Synopsis: The pair meet in a small, 1930s town when Clyde Barrow (Warren Beatty) tries to steal a car belonging to Bonnie Parker's (Faye Dunaway) mother. (Bonnie and Clyde actually met in a restaurant where Bonnie was slinging hash and turning tricks on the side.) The two walk along the streets talking like sophomoric kids, Clyde bragging that he once hacked off two toes to get off work detail in state prison. He shows her a large handgun like some kid with a grownup toy, and then robs a store to impress her. As he runs wildly to a car and hot-wires it, Bonnie jumps in, and they race off, laughing hysterically. She is all over him, ecstatic with excitement, smothering him with kisses, but he pulls away from her, telling her that he is not "one of them glamour boys." She lashes back, saying he is not what he appears to be, that he has nothing to offer her sexually. (This, in fact, was not exactly true; Barrow was an active heterosexual, though with homosexual tendencies, which sometimes became pronounced around younger male members of the gang.)

Nevertheless, she goes off with Clyde, hiding in farmhouses, pulling a small-time job here and there. After the pair have enjoyed some minor success, they are joined by a naive gas station attendant C.W. Moss (Michael J. Pollard) and later by Buck Barrow (Gene Hackman) and his wife, Blanche (Estelle Parsons). The gang robs a small-town bank and Clyde is shown to be a chivalrous populist of a sort, allowing a farmer who has just made a withdrawal to keep his cash. (This was actually the act of John Dillinger at a Greencastle, Indiana, bank he robbed in 1933.) The gang settles into a cheap little apartment over a garage in Joplin, Missouri, but police discover their hideout and close in. The gang escapes in a wild shoot-out in which several cops are killed. At one point in the sequence, Blanche is scooped into the gang's moving car by Buck in much the same way western outlaws are shown lifting fallen comrades into their saddles as they escape the local sheriff. (This is perhaps the most accurate in the film, based on the actual facts of the Joplin shoot-out.) Blanche, a whining shrew with delusions of moral superiority, demands a share of the loot after a robbery she has done nothing to further, and Bonnie is outraged.

Clyde cites Blanche's kinship as the basis of his acquiescence. This, coupled with Clyde's sexual inadequacy, causes her to run away, but he quickly catches up with her, and they make love in an open field. Later, in a moment of caprice, the gang captures a Texas Ranger, Frank Hamer (Denver Pyle), forcing him to pose for photographs with them. (The gang members were indeed obsessed with taking each other's picture; the most famous of these features Bonnie with pistol in hand and a cigar in her mouth.) Bonnie kisses Hamer, and he spits in her face, which causes Clyde to almost drown him in a nearby lake, but he is stopped by Buck. Finally, the ranger is bound in his own handcuffs and set adrift in a boat.

• Extracted entries

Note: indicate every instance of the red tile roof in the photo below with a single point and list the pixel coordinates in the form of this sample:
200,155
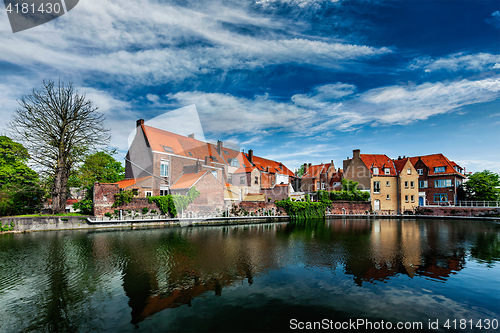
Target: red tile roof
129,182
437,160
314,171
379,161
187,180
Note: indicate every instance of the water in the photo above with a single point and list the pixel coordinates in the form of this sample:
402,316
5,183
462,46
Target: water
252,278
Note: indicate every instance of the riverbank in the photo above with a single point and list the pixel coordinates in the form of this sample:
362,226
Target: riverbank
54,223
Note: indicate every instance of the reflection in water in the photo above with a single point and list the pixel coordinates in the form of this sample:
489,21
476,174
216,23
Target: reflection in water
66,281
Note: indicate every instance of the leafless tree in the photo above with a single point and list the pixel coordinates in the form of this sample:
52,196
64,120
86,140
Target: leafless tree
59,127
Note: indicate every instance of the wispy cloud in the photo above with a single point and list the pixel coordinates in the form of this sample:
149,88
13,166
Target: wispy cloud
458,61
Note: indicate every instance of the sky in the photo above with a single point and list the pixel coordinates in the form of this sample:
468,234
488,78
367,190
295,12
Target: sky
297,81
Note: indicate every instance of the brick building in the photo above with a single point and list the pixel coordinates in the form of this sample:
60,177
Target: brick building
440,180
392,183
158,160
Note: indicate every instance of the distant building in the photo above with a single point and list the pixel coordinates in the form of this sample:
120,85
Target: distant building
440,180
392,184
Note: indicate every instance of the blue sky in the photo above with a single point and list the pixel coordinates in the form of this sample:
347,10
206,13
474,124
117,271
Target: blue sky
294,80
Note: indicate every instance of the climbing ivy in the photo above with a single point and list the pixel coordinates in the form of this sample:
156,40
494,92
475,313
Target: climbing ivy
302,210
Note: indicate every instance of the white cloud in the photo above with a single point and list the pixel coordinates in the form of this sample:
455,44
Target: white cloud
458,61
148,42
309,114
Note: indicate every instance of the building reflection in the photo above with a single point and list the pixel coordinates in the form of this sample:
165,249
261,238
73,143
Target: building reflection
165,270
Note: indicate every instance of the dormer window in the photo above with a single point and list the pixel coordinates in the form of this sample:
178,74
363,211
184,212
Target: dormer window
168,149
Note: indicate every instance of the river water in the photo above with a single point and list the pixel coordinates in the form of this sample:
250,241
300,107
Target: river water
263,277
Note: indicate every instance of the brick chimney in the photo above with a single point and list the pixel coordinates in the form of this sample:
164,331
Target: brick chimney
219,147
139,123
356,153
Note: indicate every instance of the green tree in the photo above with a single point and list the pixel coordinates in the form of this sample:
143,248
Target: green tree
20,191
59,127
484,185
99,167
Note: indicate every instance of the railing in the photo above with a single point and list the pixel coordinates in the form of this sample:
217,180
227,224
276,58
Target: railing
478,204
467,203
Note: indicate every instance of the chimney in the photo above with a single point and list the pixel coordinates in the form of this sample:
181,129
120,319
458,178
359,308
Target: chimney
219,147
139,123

...

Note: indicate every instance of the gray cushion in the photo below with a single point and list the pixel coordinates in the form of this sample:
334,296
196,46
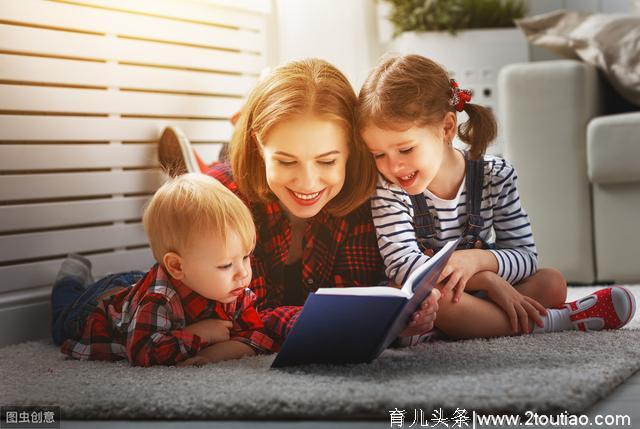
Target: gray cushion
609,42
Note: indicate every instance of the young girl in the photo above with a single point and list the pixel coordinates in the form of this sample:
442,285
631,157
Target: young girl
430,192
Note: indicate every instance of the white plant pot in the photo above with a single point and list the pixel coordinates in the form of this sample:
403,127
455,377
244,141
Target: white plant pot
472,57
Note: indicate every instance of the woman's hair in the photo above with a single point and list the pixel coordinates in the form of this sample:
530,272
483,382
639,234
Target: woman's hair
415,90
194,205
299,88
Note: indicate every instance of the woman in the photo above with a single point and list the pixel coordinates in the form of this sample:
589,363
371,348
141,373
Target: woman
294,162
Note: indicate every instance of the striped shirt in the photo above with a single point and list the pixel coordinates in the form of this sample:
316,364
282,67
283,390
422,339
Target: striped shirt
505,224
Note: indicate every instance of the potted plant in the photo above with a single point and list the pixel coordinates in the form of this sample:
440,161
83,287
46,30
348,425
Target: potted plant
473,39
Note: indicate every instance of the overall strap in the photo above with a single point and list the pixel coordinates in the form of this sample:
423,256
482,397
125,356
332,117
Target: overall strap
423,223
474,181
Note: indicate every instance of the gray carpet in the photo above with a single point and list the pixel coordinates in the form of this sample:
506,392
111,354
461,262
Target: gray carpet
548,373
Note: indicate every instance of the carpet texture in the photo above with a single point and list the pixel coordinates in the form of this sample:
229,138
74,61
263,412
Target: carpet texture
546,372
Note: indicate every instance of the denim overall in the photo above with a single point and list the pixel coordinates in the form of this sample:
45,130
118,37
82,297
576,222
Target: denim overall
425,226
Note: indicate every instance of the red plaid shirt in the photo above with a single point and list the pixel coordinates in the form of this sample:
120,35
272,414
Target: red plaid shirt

* * *

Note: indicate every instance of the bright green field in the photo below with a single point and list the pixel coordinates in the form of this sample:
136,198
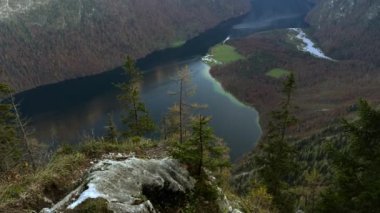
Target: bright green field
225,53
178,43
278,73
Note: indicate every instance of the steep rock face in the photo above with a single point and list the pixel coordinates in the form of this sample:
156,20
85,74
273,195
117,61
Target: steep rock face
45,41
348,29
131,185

• What you need to do
Please write the next part of the Bonnie and Clyde film synopsis, picking up after its final sentence. The entries come from a separate source and are not part of the Bonnie and Clyde film synopsis.

• Reply to the task
The gang steals a car which belongs to Eugene Grizzard (Gene Wilder, marvelous in a small role); Eguene and his fiancee chase after them in another auto. The pursuers quickly become the pursued and are captured and taken on a joyride. They swap jokes and eat hamburgers with the outlaws until Bonnie learns that Eugene is a mortician, whereupon she abruptly orders them from the car. This foreshadowing is later emphasized at the end of a Parker family reunion sequence when Bonnie fancifully babbles that Clyde will settle down and they'll live next door. "You'll live within a mile of me, honey, and you'll be dead," her ancient mother drones.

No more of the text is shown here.